WORK INSTRUCTIONS.
Find every line in the records below that holds the word "wavy", and copy each one.
[EXCERPTED RECORDS — start]
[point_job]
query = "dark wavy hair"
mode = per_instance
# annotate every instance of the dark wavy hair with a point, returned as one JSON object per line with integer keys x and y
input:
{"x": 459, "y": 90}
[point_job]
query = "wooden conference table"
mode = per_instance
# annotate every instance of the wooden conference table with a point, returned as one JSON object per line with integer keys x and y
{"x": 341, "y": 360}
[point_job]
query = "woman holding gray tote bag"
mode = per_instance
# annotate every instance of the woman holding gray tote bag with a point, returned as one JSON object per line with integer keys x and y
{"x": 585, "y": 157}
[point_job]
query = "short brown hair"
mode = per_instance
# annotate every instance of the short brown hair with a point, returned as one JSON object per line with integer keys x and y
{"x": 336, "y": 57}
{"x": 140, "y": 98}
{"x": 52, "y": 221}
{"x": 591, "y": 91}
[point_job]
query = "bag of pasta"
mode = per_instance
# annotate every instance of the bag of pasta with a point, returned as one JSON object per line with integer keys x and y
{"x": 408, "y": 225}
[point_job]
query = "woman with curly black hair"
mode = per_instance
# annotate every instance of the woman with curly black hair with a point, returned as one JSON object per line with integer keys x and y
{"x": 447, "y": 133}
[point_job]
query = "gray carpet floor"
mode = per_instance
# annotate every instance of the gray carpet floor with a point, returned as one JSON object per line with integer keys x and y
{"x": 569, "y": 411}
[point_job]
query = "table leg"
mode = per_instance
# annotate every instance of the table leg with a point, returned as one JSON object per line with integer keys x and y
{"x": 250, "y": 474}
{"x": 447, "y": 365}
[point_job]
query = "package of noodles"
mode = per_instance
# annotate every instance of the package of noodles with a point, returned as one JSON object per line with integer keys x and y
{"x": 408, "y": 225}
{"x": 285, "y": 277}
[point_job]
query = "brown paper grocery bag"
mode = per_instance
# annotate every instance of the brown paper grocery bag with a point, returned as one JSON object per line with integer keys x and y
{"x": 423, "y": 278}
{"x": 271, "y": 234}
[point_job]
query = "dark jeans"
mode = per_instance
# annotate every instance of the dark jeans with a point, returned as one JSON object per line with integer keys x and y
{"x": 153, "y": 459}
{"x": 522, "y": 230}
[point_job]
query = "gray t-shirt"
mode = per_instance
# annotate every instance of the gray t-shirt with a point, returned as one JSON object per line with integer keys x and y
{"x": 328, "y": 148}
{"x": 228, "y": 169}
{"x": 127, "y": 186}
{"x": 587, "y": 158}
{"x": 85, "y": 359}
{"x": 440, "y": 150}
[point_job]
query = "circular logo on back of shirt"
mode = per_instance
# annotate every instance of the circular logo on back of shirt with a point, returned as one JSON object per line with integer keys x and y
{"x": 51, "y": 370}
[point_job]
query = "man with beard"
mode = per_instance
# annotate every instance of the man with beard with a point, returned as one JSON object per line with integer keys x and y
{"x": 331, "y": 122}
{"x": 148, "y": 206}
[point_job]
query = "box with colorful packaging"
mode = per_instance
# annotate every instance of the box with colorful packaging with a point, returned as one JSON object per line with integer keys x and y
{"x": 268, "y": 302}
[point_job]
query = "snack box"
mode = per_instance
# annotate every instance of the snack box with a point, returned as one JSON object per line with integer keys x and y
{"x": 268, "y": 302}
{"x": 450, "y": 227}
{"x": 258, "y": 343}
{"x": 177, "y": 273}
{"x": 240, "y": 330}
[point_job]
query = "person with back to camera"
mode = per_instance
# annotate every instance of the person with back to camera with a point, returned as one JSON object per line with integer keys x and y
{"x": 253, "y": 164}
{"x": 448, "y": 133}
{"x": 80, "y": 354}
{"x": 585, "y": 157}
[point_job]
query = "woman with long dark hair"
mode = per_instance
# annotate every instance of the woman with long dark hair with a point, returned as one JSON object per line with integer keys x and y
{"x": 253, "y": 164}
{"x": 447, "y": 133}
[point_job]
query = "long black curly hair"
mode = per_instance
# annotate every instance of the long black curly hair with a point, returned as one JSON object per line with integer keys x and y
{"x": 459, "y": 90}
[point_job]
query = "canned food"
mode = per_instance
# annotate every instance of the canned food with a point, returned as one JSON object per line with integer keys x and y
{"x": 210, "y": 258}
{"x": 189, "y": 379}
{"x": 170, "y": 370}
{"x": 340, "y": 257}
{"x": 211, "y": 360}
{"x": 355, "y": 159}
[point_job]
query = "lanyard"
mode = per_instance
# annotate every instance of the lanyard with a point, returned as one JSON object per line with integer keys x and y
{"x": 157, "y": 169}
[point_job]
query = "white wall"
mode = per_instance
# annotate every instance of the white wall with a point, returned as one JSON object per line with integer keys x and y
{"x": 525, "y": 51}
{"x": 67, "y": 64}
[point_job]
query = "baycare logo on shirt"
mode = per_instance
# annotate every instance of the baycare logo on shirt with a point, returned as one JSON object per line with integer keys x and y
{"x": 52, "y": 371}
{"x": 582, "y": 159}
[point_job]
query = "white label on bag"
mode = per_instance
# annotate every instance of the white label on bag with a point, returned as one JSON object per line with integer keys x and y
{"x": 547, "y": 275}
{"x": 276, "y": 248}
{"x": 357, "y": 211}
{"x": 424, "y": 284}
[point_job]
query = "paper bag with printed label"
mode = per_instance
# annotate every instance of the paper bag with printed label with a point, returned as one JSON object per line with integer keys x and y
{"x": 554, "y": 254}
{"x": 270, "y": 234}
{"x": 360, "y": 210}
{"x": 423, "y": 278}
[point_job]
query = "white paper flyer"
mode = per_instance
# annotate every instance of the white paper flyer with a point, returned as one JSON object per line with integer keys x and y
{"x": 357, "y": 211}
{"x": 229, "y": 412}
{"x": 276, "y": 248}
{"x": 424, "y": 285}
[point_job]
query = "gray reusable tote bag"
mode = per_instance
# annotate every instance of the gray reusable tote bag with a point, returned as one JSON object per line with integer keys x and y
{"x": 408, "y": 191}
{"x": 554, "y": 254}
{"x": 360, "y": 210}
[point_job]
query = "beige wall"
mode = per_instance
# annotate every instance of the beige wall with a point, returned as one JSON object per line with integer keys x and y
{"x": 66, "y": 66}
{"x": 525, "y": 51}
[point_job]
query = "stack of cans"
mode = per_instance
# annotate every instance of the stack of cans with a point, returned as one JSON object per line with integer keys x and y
[EXCERPTED RECORDS — finish]
ANSWER.
query = "dark wavy hair"
# annotate every instance of the dark wavy hair with a point, returned as one JSON object per line with integer keys x and y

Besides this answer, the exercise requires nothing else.